*Wybrany fragment:*
__________
30 kwietnia został ogłoszony przez Urząd Miejski w Kole kolejny przetarg na budowę kolskiej pływalni. Tym samym rozpoczęła się następna próba zakończenia przez burmistrza Koła sztandarowej inwestycji miejskiej, na której „wyjechał” na kolejną kadencję. Podano też nowy termin zakończenia inwestycji – 30 listopad 2013 r. Czy tym razem będzie dotrzymany?
Tuż przed ostatnimi wyborami samorządowymi z pompą ustawiono przy ul. Kolejowej wielki dźwig na placu budowy, potem w błysku fleszów wmurowano kamień węgielny. Było wiele obietnic szybkiego ukończenia inwestycji, a potem … jedna wielka kompromitacja. No i oczywiście pokrętne tłumaczenia burmistrza, że to nie jego wina, że to wina wykonawcy, że on tego nie mógł przewidzieć… A powinien! Bo przecież za to co miesiąc bierze z kasy miasta, z naszych podatków, 12.500 zł. pensji!
Na stronie internetowej Urzędu Miejskiego w Kole ukazało się niedawno ogłoszenie o przetargu na budowę pływalni w Kole. Zainteresowane firmy mają czas do 29 maja na składanie swoich ofert, a potem nastąpi ich otwarcie. Zakładając optymistyczny wariant, że wszystko pójdzie dobrze, nowy wykonawca prac wejdzie na plac budowy w lipcu br. Jednak jeśli po przetargu któraś z przegranych firm oprotestuje jego rozstrzygnięcie, to wszystko może się znów przeciągnąć i prace rozpoczną się dopiero po wakacjach. Miejmy jednak nadzieję, że do tego nie dojdzie.
I choć wydawać by się mogło, że dzięki drugiemu przetargowi nadszedł kres problemów z tą najkosztowniejszą miejską inwestycją, to podczas ostatniej sesji Rady Miejskiej burmistrz Mieczysław Drożdżewski przyznał się otwarcie, że „sprawa z dotychczasowym wykonawcą na pewno zakończy się w sądzie”. Ta zapowiedź nie wróży nic dobrego dla miasta i jego finansów, bo – wbrew pozorom – poznańskie Konsorcjum „Jedynka” ma szansę wygrać tę batalię z naszym miastem. A jeśli wygra, to kto będzie płacił wielkie odszkodowanie? No oczywiście my wszyscy z naszych podatków, a nie burmistrz z własnej kieszeni!
__________
*Rekordy zbioru danych:*
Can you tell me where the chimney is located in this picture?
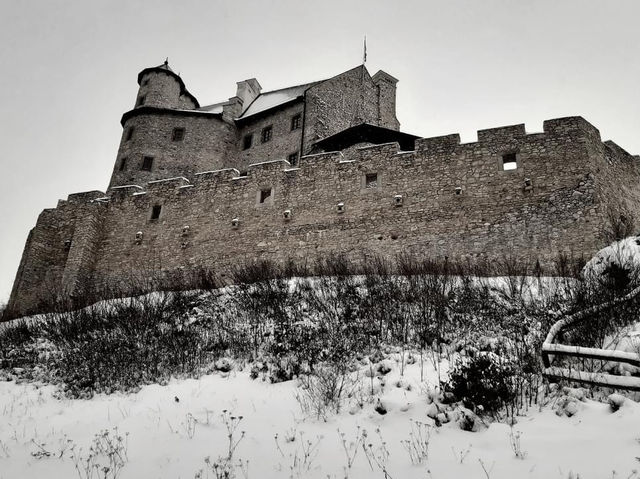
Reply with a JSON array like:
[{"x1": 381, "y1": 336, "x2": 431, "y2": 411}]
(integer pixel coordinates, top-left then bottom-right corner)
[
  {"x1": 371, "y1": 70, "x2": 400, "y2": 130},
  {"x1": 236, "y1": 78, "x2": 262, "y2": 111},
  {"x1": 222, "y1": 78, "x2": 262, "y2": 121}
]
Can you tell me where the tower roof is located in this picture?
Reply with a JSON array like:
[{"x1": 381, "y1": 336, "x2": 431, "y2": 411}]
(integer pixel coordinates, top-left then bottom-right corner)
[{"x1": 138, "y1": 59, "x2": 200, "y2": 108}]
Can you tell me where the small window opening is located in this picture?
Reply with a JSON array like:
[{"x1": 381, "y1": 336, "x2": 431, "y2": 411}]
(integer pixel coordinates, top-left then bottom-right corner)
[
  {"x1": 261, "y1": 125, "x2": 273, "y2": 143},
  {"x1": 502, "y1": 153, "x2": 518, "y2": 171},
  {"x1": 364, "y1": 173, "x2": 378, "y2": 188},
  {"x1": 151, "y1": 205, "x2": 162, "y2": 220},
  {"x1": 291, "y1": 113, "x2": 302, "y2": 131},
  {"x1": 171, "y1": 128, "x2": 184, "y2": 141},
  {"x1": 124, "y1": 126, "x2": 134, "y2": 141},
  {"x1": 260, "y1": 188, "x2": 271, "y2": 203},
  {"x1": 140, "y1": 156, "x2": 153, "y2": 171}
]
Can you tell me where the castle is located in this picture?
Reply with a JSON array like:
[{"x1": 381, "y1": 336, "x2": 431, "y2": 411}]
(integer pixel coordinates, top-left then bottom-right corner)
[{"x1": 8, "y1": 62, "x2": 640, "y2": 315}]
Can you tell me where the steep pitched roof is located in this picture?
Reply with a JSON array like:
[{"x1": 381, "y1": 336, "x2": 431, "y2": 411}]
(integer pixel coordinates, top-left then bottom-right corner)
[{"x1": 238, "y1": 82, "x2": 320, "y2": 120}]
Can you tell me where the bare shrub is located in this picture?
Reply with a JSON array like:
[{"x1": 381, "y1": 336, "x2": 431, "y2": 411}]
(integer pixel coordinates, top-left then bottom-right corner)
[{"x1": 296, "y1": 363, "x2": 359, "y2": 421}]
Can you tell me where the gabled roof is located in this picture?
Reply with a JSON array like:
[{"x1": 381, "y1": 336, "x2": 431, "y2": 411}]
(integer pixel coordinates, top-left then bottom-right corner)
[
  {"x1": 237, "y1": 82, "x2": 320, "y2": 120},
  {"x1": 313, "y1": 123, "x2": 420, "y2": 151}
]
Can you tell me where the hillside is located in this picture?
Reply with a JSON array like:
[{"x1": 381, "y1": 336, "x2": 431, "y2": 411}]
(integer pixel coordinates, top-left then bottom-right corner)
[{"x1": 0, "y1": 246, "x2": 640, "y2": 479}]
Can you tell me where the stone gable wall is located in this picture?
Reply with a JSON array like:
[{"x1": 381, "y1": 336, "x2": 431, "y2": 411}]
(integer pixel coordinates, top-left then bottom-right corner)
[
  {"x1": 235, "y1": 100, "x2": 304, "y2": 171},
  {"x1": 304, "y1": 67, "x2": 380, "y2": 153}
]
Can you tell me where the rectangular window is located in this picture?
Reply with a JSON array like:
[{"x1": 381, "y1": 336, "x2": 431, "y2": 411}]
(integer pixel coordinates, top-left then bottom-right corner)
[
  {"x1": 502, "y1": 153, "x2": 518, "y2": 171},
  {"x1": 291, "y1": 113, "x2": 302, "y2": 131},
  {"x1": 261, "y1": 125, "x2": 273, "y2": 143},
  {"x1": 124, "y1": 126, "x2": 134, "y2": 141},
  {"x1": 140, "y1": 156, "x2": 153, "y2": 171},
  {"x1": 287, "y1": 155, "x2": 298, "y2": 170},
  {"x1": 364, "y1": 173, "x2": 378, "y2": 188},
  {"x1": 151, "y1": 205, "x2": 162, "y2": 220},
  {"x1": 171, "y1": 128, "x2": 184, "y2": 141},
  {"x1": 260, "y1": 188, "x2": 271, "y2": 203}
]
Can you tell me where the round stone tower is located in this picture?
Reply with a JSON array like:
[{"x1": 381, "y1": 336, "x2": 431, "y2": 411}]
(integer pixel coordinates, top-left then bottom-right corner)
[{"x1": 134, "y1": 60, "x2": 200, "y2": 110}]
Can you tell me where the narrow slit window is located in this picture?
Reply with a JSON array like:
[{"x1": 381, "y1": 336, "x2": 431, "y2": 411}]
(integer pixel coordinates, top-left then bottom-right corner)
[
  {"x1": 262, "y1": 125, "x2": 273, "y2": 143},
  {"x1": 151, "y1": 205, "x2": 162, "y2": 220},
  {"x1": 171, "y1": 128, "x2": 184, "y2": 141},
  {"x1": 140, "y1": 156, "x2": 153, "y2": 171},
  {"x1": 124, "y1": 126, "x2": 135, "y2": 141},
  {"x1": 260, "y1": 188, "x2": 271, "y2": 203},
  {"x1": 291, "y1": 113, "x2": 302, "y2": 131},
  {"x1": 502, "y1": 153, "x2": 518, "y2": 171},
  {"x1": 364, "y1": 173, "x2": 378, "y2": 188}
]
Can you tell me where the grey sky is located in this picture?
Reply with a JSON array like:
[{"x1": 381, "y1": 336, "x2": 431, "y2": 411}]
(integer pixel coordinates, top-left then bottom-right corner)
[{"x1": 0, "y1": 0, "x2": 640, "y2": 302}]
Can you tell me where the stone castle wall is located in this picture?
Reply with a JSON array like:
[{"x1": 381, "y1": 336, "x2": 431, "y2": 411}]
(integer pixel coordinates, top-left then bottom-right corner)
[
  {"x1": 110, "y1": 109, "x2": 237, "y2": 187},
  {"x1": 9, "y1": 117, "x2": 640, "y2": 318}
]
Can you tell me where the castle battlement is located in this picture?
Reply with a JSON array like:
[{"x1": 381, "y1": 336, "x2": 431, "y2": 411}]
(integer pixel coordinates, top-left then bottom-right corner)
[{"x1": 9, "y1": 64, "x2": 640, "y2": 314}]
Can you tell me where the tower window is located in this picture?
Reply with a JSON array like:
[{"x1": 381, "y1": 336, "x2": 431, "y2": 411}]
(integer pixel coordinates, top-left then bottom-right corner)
__________
*Zadania do wykonania:*
1 > Odpowiedz krótko na pytania do tekstu o budowie pływalni w Kole.
(a) Przy jakiej ulicy ustawiono dźwig na placu budowy?
(b) Do którego dnia zainteresowane firmy mogą składać oferty?
(c) Jak nazywa się burmistrz, który wypowiadał się na ostatniej sesji Rady Miejskiej?
2 > Zamień „dźwig” na „żuraw” i przepisz fragment tekstu o budowie pływalni w Kole od słów „30 kwietnia został” aż do słów „12.500 zł. pensji!” włącznie.

*Odpowiedzi:*
1 >
(a) Przy ul. Kolejowej.
(b) Do 29 maja.
(c) Mieczysław Drożdżewski.

2 >
30 kwietnia został ogłoszony przez Urząd Miejski w Kole kolejny przetarg na budowę kolskiej pływalni. Tym samym rozpoczęła się następna próba zakończenia przez burmistrza Koła sztandarowej inwestycji miejskiej, na której „wyjechał” na kolejną kadencję. Podano też nowy termin zakończenia inwestycji – 30 listopad 2013 r. Czy tym razem będzie dotrzymany?
Tuż przed ostatnimi wyborami samorządowymi z pompą ustawiono przy ul. Kolejowej wielki żuraw na placu budowy, potem w błysku fleszów wmurowano kamień węgielny. Było wiele obietnic szybkiego ukończenia inwestycji, a potem … jedna wielka kompromitacja. No i oczywiście pokrętne tłumaczenia burmistrza, że to nie jego wina, że to wina wykonawcy, że on tego nie mógł przewidzieć… A powinien! Bo przecież za to co miesiąc bierze z kasy miasta, z naszych podatków, 12.500 zł. pensji!